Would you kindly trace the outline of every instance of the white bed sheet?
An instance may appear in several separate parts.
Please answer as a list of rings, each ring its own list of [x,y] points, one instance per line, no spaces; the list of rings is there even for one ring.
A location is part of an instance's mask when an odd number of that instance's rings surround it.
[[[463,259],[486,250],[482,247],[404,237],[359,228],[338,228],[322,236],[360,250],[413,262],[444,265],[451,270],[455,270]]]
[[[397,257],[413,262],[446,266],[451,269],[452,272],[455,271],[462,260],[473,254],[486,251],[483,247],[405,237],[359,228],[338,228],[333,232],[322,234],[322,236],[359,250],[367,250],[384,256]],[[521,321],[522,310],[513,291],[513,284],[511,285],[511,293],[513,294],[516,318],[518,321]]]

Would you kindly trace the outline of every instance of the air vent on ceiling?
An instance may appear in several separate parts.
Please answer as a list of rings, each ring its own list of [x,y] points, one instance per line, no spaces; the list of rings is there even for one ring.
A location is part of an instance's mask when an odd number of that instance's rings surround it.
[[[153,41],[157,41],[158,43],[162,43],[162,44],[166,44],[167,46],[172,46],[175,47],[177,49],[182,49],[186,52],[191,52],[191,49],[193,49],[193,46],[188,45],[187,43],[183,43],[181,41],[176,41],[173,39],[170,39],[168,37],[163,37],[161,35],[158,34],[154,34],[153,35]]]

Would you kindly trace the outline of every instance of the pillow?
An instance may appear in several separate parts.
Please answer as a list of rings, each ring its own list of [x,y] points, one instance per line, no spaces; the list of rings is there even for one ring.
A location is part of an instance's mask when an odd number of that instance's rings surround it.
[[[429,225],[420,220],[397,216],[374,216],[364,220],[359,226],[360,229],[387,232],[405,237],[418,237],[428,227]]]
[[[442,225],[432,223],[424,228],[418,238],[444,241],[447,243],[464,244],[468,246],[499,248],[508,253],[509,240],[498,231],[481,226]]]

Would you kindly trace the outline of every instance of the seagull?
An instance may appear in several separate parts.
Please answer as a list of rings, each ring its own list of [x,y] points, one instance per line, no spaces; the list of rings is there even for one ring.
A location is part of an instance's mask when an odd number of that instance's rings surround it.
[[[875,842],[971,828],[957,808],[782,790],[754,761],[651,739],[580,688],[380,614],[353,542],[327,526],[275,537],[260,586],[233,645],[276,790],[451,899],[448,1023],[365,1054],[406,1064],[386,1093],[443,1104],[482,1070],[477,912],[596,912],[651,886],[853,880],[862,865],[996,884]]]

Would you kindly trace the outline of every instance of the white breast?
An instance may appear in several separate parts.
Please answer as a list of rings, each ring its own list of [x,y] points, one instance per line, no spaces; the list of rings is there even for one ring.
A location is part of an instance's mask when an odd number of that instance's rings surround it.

Directions:
If a line in the listing holds the word "outline", copy it out.

Written answer:
Would you kindly trace the outline of every instance of the white bed sheet?
Would you kindly trace the outline of every instance of the air vent on ceiling?
Would you kindly trace the outline of every instance of the pillow?
Would you kindly trace the outline of every instance of the seagull?
Would you kindly trace the outline of every instance of the white breast?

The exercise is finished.